▶ **Provided text**:
:::

Skip to content

java.lang.OutOfMemoryError: Direct buffer memory (with tcnative) #6813

@floragunn

Description

@floragunn

Expected behavior

No java.lang.OutOfMemoryError

Actual behavior

[2017-06-02T11:00:00,021][WARN ][c.f.s.h.SearchGuardHttpServerTransport] [GtfsfZB] caught exception while handling client http traffic, closing connection [id: 0x23038e55, L:/172.16.0.1:9200 - R:/172.16.0.1:40464]
java.lang.OutOfMemoryError: Direct buffer memory
	at java.nio.Bits.reserveMemory(Bits.java:693) ~[?:1.8.0_131]
	at java.nio.DirectByteBuffer.(DirectByteBuffer.java:123) ~[?:1.8.0_131]
	at java.nio.ByteBuffer.allocateDirect(ByteBuffer.java:311) ~[?:1.8.0_131]
	at io.netty.buffer.PoolArena$DirectArena.allocateDirect(PoolArena.java:764) ~[netty-buffer-4.1.11.Final.jar:4.1.11.Final]
	at io.netty.buffer.PoolArena$DirectArena.newChunk(PoolArena.java:740) ~[netty-buffer-4.1.11.Final.jar:4.1.11.Final]
	at io.netty.buffer.PoolArena.allocateNormal(PoolArena.java:244) ~[netty-buffer-4.1.11.Final.jar:4.1.11.Final]
	at io.netty.buffer.PoolArena.allocate(PoolArena.java:226) ~[netty-buffer-4.1.11.Final.jar:4.1.11.Final]
	at io.netty.buffer.PoolArena.allocate(PoolArena.java:146) ~[netty-buffer-4.1.11.Final.jar:4.1.11.Final]
	at io.netty.buffer.PooledByteBufAllocator.newDirectBuffer(PooledByteBufAllocator.java:324) ~[netty-buffer-4.1.11.Final.jar:4.1.11.Final]

Steps to reproduce

Minimal yet complete reproducer code (or URL to code)

Netty version

4.1.11 with tcnative 2.0.1.Final

JVM version (e.g. java -version)

1.8.0_131

OS version (e.g. uname -a)

:::

Entries from a point annotation set
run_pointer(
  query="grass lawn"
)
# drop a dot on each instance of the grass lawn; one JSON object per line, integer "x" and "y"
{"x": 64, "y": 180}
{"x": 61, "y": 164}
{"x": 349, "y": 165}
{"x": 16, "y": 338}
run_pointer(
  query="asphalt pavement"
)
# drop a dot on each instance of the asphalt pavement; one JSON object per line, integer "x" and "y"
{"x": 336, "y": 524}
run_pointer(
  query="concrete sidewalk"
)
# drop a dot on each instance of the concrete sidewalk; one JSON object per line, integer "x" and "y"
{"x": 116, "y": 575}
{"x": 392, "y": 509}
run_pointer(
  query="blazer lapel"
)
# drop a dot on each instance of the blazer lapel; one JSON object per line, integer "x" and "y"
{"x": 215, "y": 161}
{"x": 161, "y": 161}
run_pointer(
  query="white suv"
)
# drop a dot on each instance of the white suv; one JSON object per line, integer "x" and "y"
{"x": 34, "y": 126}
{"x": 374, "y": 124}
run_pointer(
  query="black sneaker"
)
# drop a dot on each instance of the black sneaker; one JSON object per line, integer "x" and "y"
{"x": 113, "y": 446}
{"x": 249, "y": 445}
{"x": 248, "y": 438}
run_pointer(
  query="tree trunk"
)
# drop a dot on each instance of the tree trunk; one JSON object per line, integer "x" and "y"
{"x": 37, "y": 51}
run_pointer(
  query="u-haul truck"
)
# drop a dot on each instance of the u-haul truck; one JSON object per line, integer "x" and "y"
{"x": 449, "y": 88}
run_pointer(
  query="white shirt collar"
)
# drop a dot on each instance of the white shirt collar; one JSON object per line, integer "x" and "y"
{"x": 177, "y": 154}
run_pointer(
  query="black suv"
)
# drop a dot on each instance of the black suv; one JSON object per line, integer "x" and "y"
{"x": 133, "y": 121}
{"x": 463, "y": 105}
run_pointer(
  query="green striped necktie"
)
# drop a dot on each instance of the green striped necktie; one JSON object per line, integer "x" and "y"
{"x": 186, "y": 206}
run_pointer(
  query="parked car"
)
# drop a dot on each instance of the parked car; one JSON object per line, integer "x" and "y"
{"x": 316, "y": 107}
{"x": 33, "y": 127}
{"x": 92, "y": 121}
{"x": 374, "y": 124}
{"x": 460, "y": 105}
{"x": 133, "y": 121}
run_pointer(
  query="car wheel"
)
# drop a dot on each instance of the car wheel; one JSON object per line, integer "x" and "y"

:::

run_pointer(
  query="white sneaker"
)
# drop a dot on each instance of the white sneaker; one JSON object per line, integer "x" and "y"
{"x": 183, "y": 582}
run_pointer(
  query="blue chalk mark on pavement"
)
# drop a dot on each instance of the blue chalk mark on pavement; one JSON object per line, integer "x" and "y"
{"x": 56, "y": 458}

:::

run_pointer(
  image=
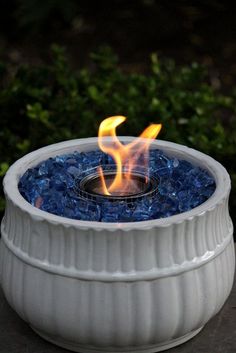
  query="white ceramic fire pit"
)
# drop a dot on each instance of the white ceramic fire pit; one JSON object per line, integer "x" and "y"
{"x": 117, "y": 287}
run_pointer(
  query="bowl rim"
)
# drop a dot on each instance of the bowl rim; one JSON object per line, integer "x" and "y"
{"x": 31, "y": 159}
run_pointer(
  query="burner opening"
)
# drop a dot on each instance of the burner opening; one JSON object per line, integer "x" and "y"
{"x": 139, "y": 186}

:::

Please copy the Netty out-of-memory issue word for word, starting at "Minimal yet complete" and ending at "(e.g. uname -a)".

Minimal yet complete reproducer code (or URL to code)

Netty version

4.1.11 with tcnative 2.0.1.Final

JVM version (e.g. java -version)

1.8.0_131

OS version (e.g. uname -a)